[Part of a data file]
━━━━━━━━━━
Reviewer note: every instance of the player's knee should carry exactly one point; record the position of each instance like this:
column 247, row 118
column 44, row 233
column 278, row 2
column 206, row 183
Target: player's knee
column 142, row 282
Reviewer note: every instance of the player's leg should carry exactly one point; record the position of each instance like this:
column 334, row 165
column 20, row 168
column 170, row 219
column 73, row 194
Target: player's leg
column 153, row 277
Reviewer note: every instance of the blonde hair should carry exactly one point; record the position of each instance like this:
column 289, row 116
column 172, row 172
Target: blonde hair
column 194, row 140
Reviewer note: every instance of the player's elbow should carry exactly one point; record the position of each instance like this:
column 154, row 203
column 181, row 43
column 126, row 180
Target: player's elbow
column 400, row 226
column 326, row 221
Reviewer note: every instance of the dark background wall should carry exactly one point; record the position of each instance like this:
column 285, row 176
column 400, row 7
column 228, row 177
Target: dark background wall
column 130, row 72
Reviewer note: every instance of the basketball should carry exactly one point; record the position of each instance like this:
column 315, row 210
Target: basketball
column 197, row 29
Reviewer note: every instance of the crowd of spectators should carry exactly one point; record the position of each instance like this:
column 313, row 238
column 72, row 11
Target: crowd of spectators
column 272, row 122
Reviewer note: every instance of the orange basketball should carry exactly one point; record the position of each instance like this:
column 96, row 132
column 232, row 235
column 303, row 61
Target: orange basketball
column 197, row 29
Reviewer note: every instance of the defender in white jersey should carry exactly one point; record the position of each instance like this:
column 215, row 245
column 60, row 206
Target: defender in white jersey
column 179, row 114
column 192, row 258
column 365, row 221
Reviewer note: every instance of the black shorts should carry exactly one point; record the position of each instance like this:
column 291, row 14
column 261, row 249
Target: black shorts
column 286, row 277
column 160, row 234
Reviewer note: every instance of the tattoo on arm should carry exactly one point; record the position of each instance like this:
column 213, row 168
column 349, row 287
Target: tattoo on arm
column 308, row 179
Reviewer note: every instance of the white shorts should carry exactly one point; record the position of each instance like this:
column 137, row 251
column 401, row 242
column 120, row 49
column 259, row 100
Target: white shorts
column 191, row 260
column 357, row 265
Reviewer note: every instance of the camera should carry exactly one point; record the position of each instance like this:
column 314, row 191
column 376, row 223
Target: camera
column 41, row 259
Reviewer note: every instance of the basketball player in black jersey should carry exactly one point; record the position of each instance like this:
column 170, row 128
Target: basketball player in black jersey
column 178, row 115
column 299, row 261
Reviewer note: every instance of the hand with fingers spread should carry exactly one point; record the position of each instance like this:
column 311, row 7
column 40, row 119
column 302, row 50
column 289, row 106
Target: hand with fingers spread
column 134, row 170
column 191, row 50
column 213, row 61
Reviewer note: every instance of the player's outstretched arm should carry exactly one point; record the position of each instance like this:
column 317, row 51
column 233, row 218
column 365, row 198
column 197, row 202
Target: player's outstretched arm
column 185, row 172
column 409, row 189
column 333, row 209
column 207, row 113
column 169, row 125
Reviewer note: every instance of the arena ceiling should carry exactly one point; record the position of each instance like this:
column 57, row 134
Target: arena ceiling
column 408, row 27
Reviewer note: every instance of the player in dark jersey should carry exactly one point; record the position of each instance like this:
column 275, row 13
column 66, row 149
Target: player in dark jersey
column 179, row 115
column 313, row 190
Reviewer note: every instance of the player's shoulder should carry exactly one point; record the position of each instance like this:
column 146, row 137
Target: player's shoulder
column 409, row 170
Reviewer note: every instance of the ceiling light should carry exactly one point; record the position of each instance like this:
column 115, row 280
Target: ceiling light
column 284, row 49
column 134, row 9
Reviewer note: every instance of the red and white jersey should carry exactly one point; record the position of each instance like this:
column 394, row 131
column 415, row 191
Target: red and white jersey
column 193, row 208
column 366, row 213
━━━━━━━━━━
* What is needed *
Write out only the listing lines from the one containing "Reviewer note: every instance of the defender" through the one containing "column 160, row 234", and replace "black shorts" with "dark shorts" while leaving everything else unchanged.

* Answer for the task *
Reviewer note: every instance of the defender in white jersey should carry exactly one point; record the position of each instance like this:
column 215, row 245
column 60, row 206
Target: defender in white jersey
column 179, row 114
column 192, row 258
column 365, row 221
Reviewer note: every instance of the dark shorts should carry exactly one point; record the position of each instance like this:
column 291, row 14
column 261, row 249
Target: dark shorts
column 286, row 277
column 160, row 234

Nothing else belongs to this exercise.